▸ Natural language region descriptions:
* * * * *

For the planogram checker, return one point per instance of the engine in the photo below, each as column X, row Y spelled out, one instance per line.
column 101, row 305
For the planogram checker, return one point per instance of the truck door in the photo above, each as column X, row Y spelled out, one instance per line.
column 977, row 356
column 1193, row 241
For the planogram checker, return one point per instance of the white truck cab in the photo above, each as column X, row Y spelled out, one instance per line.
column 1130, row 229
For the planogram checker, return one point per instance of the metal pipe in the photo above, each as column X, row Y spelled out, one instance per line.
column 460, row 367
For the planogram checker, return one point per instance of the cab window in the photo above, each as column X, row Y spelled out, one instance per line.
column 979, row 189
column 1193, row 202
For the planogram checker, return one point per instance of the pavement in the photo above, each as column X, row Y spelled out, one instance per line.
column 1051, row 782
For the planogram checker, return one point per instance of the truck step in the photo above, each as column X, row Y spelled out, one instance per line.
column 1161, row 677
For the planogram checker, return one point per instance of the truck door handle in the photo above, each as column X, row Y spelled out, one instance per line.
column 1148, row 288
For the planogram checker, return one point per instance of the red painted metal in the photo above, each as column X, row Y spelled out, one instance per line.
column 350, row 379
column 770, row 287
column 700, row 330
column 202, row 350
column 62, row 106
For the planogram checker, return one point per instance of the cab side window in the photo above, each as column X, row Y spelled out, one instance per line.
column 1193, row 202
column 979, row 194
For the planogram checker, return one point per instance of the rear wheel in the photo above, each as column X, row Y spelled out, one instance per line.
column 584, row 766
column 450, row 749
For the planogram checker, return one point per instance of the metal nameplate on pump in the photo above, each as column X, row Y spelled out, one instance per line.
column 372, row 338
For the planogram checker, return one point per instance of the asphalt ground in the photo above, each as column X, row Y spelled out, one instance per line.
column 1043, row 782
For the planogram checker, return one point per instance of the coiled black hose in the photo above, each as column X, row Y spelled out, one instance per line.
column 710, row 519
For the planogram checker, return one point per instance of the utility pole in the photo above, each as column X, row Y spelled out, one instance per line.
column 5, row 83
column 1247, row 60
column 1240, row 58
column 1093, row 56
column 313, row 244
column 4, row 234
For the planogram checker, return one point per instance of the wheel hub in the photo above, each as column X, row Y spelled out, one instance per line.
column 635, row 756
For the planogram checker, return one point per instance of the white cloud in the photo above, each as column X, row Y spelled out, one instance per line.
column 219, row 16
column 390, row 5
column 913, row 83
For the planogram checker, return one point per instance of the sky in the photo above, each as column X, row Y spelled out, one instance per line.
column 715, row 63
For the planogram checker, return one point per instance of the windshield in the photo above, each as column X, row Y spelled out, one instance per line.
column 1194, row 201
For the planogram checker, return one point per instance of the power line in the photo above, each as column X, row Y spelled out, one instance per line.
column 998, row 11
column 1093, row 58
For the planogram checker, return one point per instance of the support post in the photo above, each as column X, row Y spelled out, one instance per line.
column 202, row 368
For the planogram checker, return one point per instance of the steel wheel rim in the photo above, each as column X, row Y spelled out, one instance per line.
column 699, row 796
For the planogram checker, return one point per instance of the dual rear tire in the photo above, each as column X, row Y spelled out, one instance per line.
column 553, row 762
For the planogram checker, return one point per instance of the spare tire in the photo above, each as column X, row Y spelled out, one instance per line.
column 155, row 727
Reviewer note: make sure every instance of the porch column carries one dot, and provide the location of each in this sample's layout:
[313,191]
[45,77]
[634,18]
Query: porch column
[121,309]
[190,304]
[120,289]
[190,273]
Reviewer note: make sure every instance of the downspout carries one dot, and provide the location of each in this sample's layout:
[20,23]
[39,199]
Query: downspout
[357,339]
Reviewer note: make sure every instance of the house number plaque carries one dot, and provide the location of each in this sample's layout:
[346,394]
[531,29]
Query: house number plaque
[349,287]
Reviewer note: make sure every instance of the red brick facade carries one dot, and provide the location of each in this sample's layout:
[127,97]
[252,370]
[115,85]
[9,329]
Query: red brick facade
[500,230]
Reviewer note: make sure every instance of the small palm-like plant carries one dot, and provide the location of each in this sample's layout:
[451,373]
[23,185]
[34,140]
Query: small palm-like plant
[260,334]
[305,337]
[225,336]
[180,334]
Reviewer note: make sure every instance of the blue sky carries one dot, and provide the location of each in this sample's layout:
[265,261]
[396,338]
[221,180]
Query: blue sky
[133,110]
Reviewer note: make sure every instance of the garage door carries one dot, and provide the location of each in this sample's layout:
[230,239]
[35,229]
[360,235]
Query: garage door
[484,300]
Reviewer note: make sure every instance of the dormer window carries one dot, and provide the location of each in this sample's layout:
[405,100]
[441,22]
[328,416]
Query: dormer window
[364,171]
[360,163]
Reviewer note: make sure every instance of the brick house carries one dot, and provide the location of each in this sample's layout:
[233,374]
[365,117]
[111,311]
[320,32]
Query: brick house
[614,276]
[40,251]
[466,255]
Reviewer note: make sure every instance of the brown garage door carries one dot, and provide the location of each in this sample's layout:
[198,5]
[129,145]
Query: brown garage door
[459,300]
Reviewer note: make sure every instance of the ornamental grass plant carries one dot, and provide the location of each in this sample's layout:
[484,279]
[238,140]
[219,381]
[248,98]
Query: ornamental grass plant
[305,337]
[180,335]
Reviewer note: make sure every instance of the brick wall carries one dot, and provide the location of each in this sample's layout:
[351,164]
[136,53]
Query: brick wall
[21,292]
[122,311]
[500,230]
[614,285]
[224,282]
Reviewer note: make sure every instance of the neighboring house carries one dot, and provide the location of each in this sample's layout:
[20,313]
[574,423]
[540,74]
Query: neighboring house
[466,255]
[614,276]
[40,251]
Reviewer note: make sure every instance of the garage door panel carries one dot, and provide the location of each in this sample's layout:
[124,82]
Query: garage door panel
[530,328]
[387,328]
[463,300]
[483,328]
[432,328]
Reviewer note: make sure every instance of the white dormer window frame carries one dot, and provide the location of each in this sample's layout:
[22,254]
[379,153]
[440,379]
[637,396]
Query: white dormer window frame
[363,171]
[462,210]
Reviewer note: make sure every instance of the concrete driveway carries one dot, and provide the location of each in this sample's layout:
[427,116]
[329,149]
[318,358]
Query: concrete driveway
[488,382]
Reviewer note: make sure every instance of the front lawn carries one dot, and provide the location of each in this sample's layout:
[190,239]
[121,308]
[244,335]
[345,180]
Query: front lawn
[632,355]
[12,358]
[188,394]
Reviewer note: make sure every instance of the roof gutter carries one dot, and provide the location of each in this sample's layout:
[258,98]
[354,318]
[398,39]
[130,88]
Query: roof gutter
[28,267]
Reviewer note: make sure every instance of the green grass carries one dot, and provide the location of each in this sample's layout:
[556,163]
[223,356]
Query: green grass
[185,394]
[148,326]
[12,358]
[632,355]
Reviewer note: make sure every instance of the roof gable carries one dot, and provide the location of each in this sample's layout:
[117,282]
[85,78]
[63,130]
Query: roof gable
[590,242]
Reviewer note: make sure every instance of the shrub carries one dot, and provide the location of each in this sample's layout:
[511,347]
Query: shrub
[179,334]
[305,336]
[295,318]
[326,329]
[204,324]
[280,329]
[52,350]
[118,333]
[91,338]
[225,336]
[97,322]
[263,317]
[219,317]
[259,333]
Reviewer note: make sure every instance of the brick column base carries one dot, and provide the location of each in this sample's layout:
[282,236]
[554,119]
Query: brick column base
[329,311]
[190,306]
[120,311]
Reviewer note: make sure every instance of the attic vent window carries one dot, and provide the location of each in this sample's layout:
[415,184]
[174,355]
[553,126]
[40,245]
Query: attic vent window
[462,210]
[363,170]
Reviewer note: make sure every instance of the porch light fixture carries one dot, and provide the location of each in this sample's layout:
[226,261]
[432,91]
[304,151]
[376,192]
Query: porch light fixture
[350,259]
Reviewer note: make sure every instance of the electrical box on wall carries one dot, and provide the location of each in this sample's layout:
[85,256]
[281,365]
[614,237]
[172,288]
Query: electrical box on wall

* * * * *

▸ WHAT THIS TASK INVOLVES:
Wherever a line above contains the string "electrical", copy that line.

▸ ANSWER TO THIS EXERCISE:
Reviewer note: make sure every instance of the electrical box on wall carries one dot, and provide the location of each in this sample's layout:
Query: electrical box on wall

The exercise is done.